## [EXERCISE MATERIAL]
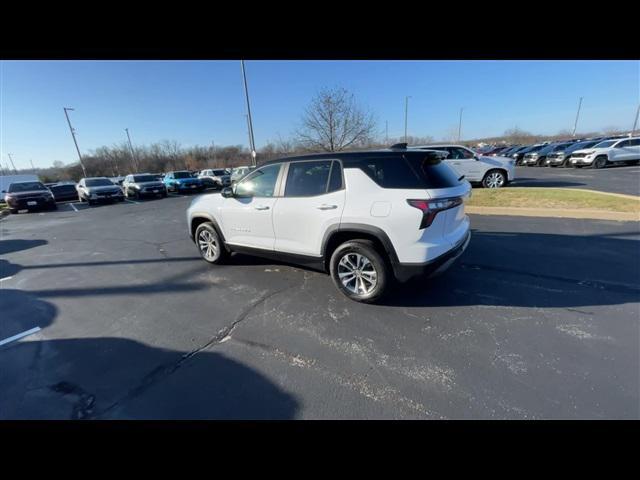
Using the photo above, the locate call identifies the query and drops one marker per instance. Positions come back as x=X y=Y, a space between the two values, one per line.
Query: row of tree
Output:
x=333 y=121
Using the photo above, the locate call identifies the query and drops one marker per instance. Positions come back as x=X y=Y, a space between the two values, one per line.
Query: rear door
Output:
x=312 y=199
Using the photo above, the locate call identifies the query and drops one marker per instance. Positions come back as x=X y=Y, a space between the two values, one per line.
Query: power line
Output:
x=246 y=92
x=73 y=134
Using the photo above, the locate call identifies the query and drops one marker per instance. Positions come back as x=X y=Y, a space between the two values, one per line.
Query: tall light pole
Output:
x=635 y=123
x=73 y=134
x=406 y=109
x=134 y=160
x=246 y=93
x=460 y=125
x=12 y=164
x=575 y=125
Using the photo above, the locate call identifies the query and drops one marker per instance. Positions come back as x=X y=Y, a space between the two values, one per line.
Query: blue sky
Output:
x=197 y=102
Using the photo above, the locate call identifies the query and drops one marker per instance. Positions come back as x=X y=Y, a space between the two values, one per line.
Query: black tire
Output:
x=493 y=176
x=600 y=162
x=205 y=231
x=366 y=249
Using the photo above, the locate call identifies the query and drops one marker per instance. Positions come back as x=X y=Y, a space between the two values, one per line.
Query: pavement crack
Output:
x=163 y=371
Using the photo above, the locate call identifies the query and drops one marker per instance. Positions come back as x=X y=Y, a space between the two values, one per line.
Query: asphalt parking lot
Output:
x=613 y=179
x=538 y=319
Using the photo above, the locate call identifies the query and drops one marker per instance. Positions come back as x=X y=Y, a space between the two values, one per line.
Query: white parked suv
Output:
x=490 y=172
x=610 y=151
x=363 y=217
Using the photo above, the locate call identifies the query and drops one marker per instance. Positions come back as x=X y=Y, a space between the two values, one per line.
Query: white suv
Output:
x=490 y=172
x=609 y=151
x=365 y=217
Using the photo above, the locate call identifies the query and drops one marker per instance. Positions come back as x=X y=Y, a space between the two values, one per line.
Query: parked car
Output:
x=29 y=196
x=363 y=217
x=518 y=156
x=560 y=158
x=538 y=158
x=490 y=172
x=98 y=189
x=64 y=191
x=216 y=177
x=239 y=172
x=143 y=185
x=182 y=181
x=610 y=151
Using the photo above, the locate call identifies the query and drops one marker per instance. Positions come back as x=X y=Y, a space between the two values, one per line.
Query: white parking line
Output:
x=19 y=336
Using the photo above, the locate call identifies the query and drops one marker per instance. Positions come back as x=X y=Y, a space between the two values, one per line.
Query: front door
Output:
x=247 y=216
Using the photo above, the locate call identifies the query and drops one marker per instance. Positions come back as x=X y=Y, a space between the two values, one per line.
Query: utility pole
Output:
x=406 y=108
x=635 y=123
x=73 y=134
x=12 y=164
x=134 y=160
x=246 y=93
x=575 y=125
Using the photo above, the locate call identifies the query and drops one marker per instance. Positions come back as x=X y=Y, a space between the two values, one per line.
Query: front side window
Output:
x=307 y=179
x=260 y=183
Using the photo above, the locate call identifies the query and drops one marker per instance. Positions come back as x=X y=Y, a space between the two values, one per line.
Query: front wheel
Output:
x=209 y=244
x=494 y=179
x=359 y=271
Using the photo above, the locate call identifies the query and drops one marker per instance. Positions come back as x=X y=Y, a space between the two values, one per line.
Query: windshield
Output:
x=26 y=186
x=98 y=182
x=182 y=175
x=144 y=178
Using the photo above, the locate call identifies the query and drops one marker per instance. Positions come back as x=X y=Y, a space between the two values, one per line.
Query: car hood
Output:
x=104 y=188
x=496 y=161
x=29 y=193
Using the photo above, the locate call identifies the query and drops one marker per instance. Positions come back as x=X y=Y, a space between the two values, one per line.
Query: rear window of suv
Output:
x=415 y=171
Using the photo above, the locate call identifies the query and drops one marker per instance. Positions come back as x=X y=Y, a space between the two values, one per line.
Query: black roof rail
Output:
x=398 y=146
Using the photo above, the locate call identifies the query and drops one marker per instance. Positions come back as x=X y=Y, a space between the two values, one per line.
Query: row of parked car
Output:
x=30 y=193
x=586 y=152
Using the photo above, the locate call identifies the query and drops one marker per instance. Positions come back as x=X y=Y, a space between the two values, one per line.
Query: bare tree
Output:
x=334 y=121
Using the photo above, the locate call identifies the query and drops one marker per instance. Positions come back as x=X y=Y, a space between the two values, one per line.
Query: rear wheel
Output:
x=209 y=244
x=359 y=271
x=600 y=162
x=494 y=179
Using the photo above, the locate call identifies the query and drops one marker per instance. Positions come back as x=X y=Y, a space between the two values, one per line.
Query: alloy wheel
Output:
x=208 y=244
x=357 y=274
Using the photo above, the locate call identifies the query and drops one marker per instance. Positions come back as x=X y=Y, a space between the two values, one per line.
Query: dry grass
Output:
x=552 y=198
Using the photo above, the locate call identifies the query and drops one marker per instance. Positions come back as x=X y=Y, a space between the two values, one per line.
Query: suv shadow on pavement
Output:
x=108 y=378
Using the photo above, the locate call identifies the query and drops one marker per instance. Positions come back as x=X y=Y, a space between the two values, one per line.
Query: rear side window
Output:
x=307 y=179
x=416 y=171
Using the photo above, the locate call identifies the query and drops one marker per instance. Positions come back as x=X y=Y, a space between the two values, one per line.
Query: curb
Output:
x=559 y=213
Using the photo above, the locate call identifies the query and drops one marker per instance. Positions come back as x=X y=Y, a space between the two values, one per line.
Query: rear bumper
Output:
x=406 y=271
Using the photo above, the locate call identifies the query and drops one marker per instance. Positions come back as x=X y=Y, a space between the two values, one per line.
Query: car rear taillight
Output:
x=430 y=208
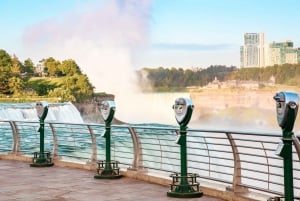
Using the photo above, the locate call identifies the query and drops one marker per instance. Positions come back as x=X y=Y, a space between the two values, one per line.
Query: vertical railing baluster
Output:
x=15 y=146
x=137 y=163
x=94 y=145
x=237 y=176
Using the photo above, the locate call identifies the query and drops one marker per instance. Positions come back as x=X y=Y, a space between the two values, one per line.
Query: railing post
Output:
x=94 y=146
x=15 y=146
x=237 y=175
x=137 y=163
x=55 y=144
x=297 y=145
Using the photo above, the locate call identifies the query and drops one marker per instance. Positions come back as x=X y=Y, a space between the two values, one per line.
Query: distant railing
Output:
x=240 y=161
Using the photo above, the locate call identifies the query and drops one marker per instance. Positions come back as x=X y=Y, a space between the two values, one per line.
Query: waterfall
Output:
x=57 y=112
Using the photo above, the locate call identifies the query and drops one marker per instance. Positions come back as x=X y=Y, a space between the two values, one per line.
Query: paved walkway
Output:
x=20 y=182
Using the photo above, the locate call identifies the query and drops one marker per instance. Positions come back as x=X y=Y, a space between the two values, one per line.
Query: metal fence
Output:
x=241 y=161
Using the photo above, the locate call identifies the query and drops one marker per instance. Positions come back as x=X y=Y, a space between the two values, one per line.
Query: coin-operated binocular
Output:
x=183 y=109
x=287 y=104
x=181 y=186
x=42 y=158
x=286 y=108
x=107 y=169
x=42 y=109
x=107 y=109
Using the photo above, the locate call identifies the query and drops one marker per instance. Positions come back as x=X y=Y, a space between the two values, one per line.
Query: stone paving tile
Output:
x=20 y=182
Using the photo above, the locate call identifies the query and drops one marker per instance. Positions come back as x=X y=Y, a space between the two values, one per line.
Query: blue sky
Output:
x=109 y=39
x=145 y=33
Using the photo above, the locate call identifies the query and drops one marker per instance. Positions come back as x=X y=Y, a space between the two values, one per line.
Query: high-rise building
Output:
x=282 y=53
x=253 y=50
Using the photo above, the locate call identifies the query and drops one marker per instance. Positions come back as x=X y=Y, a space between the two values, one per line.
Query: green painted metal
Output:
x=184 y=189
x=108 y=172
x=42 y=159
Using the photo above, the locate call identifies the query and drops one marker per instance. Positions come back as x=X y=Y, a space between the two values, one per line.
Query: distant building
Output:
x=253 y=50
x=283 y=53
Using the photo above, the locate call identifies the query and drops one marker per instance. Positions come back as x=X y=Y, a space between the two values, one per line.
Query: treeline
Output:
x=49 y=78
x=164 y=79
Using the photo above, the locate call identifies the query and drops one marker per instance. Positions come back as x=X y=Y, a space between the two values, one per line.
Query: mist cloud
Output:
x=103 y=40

## [INSTRUCTIONS TO FOLLOW]
Pick out and copy every line in the records that contains the word "rear".

## [RESPONSE TO THE EXERCISE]
Query: rear door
Query: rear window of suv
Query: rear wheel
Query: rear side window
Query: rear bumper
Query: car rear taillight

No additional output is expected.